Start of Block
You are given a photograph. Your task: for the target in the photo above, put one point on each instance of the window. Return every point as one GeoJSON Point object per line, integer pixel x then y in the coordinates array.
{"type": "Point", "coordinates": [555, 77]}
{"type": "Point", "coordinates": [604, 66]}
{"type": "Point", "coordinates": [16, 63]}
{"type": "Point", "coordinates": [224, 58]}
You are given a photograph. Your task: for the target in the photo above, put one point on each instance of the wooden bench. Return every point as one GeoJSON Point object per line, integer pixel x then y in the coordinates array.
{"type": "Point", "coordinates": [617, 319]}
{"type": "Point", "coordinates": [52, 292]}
End of Block
#### TASK OBJECTIVE:
Down to the last line, give the records again exactly.

#### RESPONSE BOX:
You are given a photograph. Your task: for the target in the photo above, put one point on each instance of the window. Return every point as one GeoJSON Point object per line, integer pixel x then y in the coordinates array.
{"type": "Point", "coordinates": [555, 77]}
{"type": "Point", "coordinates": [604, 66]}
{"type": "Point", "coordinates": [16, 63]}
{"type": "Point", "coordinates": [224, 58]}
You are given a photograph. Your task: for the target in the photo above, put one point on each instance of the wooden bench. Return every point as one GeoJSON Point object per line, integer pixel x then y in the coordinates array.
{"type": "Point", "coordinates": [617, 319]}
{"type": "Point", "coordinates": [52, 292]}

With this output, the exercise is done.